» **Problem description**:
Starting with the line that contains "Target: license plate", reproduce each line through the end of the listing below, with no other output.

──────────

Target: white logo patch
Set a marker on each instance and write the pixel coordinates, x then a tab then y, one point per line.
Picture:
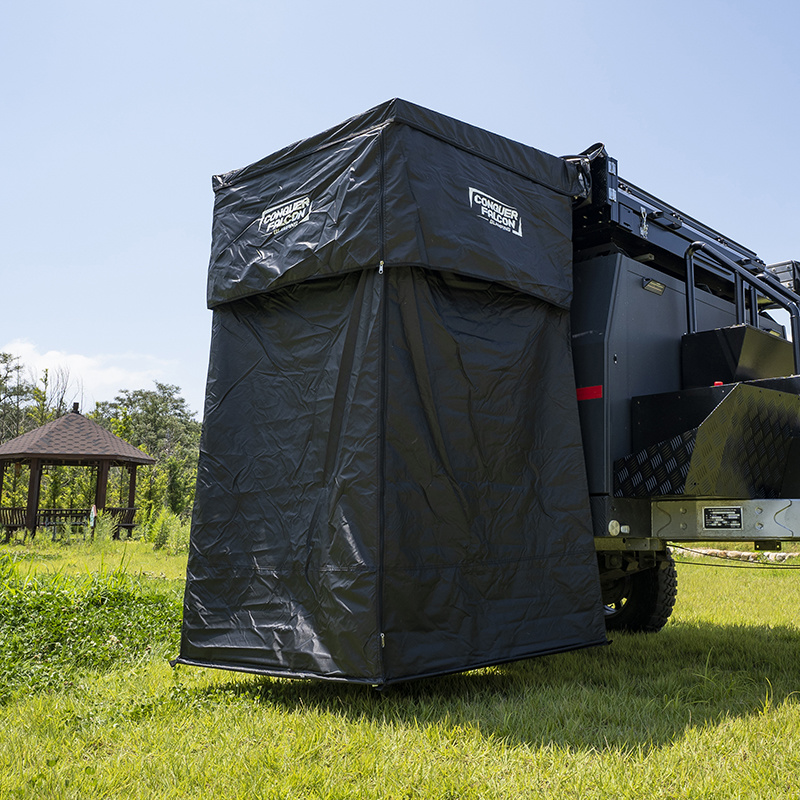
495	212
284	216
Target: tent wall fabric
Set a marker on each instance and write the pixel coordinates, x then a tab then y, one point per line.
391	481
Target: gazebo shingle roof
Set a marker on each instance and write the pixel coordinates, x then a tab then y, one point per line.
72	437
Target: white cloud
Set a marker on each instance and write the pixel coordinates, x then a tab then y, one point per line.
92	378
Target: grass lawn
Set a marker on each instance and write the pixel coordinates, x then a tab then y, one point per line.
708	708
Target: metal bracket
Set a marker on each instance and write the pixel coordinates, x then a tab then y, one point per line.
643	227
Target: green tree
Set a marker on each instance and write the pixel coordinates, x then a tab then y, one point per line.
160	423
15	394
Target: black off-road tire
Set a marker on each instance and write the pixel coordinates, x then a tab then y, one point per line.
643	601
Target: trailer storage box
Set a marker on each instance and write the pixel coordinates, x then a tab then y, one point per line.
391	481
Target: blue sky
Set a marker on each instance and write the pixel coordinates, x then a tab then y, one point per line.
115	117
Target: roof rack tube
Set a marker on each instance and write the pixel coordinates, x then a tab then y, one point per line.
741	276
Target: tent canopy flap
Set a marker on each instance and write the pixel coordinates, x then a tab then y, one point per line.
391	481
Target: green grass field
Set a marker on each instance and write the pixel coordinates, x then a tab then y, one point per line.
708	708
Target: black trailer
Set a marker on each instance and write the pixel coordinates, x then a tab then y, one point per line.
461	396
687	389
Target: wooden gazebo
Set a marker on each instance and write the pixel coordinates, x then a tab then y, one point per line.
71	440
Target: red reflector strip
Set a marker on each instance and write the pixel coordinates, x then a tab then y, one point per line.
590	392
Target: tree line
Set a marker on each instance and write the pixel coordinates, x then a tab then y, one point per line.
157	421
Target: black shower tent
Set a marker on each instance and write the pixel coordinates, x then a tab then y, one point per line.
391	482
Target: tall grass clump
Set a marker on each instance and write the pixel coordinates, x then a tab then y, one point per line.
167	531
53	624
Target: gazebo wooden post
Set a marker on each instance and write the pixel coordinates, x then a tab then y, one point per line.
132	485
34	485
102	485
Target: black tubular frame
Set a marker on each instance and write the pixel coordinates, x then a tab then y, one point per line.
763	283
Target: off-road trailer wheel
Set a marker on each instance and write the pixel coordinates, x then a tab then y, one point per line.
641	601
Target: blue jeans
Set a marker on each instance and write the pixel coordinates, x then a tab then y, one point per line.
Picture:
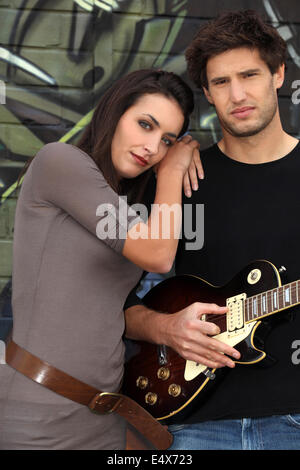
270	433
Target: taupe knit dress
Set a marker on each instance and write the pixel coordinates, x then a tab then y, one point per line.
69	288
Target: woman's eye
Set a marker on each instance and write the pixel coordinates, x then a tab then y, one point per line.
145	124
167	141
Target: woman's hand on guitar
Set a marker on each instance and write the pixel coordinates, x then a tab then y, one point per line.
192	337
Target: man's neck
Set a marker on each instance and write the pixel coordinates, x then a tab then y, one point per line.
261	148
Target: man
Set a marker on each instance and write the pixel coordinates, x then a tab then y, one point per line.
251	199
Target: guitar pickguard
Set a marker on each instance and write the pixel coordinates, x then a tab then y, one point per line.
192	369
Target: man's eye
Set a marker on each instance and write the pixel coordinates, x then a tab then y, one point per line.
220	82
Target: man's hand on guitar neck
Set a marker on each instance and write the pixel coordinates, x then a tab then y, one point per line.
183	331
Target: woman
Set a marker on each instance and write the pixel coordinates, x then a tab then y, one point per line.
73	267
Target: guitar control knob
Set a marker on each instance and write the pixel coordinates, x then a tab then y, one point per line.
151	398
142	382
174	390
163	373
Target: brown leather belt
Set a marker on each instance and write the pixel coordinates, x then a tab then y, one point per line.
97	401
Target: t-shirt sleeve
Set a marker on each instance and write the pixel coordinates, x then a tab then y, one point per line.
68	178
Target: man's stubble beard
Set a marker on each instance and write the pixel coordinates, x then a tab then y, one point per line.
263	122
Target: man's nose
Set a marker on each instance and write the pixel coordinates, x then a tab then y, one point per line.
237	91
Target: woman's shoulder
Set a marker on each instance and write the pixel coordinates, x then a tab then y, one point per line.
61	153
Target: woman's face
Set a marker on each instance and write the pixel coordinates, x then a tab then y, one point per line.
144	134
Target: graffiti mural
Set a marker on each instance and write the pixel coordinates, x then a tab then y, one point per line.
57	57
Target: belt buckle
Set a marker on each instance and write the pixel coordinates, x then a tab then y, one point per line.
105	402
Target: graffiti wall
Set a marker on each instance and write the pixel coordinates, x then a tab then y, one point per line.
57	57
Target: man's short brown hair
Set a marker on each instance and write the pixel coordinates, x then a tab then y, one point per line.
229	31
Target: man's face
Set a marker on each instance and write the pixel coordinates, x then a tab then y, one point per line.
243	91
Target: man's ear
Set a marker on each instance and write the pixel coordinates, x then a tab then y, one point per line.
279	76
207	94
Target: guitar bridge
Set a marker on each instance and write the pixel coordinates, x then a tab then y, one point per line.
235	314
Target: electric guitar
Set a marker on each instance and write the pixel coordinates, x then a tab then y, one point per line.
162	381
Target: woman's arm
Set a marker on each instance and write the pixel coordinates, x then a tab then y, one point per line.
155	248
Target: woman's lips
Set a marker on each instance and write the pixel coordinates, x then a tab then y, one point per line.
139	159
242	112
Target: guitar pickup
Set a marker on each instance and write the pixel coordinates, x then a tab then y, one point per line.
235	314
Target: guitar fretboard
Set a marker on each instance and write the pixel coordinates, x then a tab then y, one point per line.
272	301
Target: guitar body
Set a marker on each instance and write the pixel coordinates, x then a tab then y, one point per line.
162	381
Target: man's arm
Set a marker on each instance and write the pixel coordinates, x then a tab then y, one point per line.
183	331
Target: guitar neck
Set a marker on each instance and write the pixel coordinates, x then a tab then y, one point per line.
272	301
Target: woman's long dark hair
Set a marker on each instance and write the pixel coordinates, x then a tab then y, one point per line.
97	138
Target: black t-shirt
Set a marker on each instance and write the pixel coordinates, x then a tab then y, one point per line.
251	212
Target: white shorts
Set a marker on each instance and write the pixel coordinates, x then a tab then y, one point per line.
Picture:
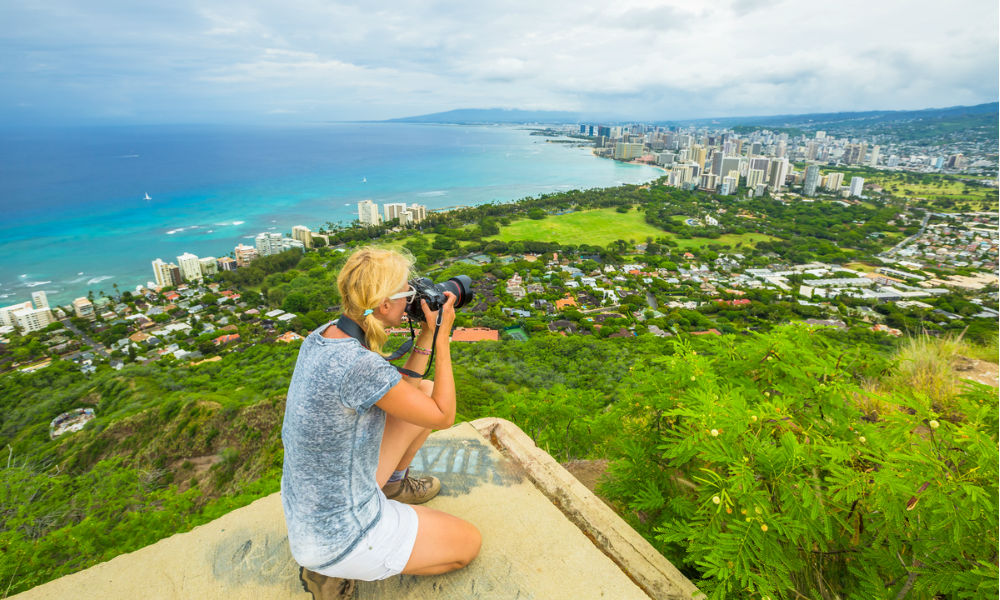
385	549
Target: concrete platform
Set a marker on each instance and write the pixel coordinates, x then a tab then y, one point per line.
545	536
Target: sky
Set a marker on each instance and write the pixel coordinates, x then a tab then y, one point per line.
120	61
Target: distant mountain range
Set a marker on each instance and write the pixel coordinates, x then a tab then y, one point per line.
481	116
925	124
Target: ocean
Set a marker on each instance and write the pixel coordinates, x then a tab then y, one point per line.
76	217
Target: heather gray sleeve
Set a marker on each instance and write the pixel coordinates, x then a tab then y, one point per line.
367	380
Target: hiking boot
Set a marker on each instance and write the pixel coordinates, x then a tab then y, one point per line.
412	490
326	588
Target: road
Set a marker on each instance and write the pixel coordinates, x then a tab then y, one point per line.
97	347
923	225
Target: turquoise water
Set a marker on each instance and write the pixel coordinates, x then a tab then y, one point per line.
75	218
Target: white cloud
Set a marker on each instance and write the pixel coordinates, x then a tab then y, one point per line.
633	57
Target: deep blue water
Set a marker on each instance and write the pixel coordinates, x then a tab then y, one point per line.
74	217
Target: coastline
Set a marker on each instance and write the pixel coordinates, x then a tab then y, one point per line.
69	256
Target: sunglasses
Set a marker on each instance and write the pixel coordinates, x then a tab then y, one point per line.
409	294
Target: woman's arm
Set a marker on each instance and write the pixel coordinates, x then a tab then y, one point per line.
407	402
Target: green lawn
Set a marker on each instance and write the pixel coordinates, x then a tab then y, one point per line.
605	225
598	227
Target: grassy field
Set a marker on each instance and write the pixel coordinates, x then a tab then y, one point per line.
605	225
599	227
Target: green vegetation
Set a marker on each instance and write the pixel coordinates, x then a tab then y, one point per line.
598	227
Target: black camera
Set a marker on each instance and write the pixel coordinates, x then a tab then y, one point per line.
433	293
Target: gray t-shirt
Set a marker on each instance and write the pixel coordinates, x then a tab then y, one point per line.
331	434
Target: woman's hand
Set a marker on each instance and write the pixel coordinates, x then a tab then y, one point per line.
447	315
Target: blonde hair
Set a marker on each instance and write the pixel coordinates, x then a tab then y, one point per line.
369	276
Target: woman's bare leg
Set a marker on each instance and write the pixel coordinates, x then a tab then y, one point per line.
444	543
400	442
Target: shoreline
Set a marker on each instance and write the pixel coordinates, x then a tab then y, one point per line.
20	288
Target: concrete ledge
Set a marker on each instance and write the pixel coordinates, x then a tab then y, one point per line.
636	557
544	536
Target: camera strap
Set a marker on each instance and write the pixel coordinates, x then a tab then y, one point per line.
354	330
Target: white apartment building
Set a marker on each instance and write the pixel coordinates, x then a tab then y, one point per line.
857	186
834	181
84	308
166	274
393	210
628	151
6	313
368	213
190	267
40	299
244	254
33	319
303	234
208	265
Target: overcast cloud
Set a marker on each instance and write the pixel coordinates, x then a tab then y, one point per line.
306	60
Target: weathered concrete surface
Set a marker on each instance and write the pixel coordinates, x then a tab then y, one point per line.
532	548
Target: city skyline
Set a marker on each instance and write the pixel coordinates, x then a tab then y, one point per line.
264	62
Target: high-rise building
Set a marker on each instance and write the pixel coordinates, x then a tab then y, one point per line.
728	187
226	263
393	209
857	186
163	273
628	150
190	267
40	299
812	180
84	309
368	213
7	313
244	254
779	171
208	265
729	165
834	181
32	319
303	234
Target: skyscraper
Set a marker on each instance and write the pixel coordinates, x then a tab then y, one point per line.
857	186
303	234
834	181
812	180
40	299
190	267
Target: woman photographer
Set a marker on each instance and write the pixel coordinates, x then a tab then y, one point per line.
353	424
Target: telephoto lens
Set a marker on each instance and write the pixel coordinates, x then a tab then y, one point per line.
433	293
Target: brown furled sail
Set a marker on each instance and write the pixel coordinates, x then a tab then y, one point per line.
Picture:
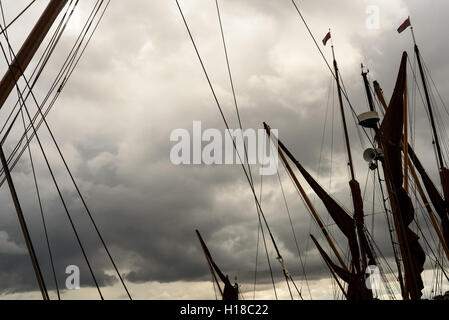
344	222
390	136
359	218
357	289
440	205
230	291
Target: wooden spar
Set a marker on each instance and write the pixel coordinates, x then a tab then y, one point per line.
23	226
357	201
420	189
343	117
411	284
7	84
209	261
368	90
429	105
29	48
429	209
336	278
309	203
381	98
380	95
405	139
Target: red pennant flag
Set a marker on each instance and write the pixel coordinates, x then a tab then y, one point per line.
404	25
326	38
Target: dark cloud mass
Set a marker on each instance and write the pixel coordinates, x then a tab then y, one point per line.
140	79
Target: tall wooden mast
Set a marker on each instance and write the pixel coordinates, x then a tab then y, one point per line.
14	72
355	188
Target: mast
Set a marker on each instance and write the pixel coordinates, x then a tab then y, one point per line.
29	48
230	292
354	185
209	259
14	72
23	226
307	199
343	117
429	105
368	89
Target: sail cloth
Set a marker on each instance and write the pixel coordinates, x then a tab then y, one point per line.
437	200
344	222
360	221
391	132
356	287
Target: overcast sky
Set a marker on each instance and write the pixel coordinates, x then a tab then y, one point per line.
140	79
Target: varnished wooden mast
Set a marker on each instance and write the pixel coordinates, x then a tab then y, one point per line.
29	48
307	201
7	84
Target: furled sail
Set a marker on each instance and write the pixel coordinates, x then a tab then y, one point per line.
437	200
356	288
391	133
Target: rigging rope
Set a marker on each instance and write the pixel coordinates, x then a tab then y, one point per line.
51	171
65	163
5	33
227	127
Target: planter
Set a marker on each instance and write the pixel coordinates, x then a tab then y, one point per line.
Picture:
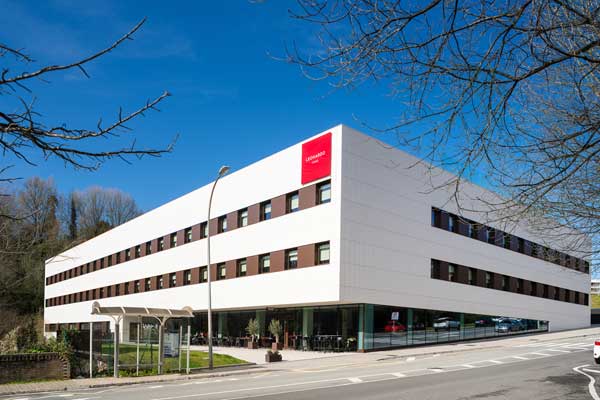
277	346
272	357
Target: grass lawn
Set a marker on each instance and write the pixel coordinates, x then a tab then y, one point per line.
198	359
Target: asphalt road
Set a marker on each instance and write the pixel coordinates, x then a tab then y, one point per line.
544	370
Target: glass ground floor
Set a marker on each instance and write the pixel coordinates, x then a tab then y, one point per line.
357	327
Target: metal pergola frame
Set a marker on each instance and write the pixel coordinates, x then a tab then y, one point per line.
162	315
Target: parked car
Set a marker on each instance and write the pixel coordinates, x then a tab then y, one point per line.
445	323
393	326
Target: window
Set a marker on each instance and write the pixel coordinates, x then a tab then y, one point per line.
521	245
243	218
242	267
264	264
435	217
506	240
265	211
452	272
451	222
489	280
221	271
292	202
491	235
520	286
222	224
323	253
291	259
324	192
472	276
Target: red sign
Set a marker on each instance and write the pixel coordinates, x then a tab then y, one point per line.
316	158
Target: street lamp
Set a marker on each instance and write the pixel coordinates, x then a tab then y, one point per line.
222	171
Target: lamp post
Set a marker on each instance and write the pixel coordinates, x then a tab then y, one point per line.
222	171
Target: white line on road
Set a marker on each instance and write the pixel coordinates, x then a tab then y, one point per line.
520	358
594	371
591	385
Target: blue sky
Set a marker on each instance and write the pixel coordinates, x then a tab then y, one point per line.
232	103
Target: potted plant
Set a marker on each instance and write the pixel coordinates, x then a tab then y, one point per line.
275	330
253	330
273	356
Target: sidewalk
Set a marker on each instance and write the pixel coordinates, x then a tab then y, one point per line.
297	360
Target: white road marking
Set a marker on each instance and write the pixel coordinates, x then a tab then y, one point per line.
520	358
591	385
594	371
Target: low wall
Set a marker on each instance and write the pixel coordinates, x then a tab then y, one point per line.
33	366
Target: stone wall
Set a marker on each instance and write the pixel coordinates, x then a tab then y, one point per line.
33	366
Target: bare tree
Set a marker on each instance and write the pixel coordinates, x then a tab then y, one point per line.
24	136
509	88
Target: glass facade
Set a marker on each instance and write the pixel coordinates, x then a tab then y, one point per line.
359	327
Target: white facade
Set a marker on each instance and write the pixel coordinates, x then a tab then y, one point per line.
378	226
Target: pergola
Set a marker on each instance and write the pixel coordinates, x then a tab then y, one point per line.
162	315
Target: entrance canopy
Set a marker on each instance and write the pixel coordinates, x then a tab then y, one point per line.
185	312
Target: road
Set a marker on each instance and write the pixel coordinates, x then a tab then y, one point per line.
540	370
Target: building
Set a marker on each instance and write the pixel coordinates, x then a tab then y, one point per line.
340	238
595	286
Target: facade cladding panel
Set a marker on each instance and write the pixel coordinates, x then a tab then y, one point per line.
377	224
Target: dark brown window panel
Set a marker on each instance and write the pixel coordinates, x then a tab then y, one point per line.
449	222
445	271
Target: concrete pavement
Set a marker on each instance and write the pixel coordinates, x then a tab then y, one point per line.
405	364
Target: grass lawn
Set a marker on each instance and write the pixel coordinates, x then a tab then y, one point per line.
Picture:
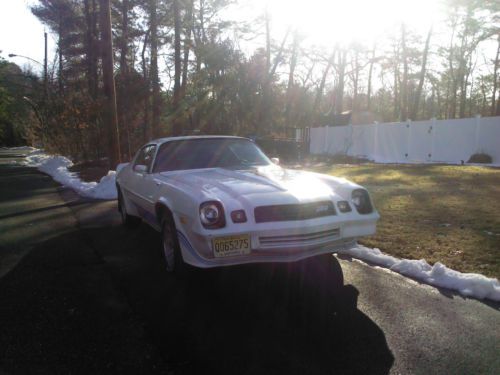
444	213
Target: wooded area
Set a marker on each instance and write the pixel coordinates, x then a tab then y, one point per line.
179	68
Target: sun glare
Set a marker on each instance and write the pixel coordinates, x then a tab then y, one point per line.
327	22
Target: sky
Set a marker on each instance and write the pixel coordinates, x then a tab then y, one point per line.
321	22
22	34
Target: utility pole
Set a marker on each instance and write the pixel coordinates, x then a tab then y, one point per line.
111	116
45	82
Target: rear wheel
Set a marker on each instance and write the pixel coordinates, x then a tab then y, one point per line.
127	220
170	246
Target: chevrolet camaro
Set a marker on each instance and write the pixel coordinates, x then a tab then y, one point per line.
220	201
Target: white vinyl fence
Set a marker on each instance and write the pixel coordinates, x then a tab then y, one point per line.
448	141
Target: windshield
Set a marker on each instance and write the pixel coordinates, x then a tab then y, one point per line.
233	153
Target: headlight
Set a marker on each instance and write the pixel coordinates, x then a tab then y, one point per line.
212	215
361	201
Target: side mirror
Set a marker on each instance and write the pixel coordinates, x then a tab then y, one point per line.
140	168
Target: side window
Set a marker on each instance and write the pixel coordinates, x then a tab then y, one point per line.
145	156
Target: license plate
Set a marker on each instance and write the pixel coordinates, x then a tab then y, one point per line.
231	246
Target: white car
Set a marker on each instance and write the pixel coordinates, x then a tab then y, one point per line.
219	201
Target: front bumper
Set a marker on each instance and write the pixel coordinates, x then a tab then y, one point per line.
278	242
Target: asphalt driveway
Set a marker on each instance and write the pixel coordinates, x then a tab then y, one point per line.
80	294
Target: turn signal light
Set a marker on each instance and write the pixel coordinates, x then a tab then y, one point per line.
238	216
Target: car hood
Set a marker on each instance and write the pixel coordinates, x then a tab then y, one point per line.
259	186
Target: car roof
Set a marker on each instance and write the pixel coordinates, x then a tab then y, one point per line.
185	138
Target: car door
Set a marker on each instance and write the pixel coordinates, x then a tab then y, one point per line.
141	184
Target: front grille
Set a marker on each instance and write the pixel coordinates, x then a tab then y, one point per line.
290	212
314	238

──────────

» **Completed exercise**:
Target: license plate
Set a marker on each instance and write the pixel coordinates, x then a tab then y, one point per line.
231	246
Target: white car
Set a marker on each instance and write the pixel coordinates, x then a tab then y, one point per line.
219	201
Target: front bumper
Set a marker on each instance and write the pixel coordinates, x then a tab then y, one point per line.
278	242
Target: asphalt driveway
Set a marker on each instance and write the pixel coordinates, x then a tab then y, one point per line.
80	294
Target: turn signal light
Set a marker on each instance and write the pixel coordinates, x then a tab then y, one point per line.
238	216
Target: car hood
Set a marker on each instance and write the pixel coordinates, x then a tab then y, one point per line.
259	186
Target: car roof
Set a marker on each instance and write the pixel coordinates, x then a tab then y, one point per line.
185	138
Target: car door
Set a marker on each instance and write the pixel coordinates, x then a tab then y, one point per line.
141	184
Target: front grille
Set a marker on each instance and write the pixel coordinates, x then a tab then y, one point per line.
290	212
314	238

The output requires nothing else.